## Exercise details
Write out each line of the listing below, keeping every character the same.

(Contour labeling listing)
• • • • •

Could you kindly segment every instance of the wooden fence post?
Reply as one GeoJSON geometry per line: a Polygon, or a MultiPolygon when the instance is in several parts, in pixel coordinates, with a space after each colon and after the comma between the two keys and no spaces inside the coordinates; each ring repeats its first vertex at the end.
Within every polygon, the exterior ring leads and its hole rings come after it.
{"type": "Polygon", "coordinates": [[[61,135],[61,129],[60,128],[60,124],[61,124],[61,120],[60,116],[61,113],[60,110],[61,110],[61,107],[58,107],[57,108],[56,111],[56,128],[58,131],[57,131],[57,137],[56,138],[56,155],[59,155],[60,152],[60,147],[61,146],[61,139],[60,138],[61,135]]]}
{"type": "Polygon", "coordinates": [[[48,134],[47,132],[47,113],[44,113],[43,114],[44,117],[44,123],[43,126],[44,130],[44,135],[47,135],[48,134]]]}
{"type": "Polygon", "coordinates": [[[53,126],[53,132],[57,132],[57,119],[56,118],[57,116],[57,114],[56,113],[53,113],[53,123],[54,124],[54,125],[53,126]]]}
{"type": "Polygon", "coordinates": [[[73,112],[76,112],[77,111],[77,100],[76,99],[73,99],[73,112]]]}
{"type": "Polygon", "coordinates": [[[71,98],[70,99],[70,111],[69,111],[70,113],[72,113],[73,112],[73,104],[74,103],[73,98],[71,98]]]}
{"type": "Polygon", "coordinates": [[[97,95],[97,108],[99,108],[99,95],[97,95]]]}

• • • • •

## Worked solution
Could you kindly segment every instance of the wooden fence post?
Reply as one GeoJSON geometry per line: a Polygon, or a MultiPolygon when the instance is in several parts, in pixel coordinates, with a space after each colon and after the comma between the two keys and no spaces inside the coordinates; each ring repeats its first vertex at the end.
Within every polygon, the exterior ring leads and its hole rings come after it.
{"type": "Polygon", "coordinates": [[[61,135],[61,129],[60,128],[60,124],[61,124],[61,120],[60,116],[61,113],[60,110],[61,110],[61,107],[58,107],[57,108],[56,111],[56,128],[58,131],[57,131],[57,137],[56,138],[56,155],[59,155],[60,152],[60,147],[61,146],[61,139],[60,138],[61,135]]]}
{"type": "Polygon", "coordinates": [[[48,134],[47,132],[47,113],[44,113],[43,114],[44,117],[44,123],[43,126],[44,130],[44,135],[47,135],[48,134]]]}
{"type": "Polygon", "coordinates": [[[53,126],[53,132],[57,132],[57,119],[56,118],[57,116],[57,114],[56,113],[53,113],[53,123],[54,124],[54,125],[53,126]]]}
{"type": "Polygon", "coordinates": [[[73,112],[76,112],[77,111],[77,100],[76,99],[73,99],[73,112]]]}
{"type": "Polygon", "coordinates": [[[71,98],[70,99],[70,111],[69,111],[70,113],[72,113],[73,112],[73,104],[74,103],[73,98],[71,98]]]}
{"type": "Polygon", "coordinates": [[[97,95],[97,108],[99,108],[99,95],[97,95]]]}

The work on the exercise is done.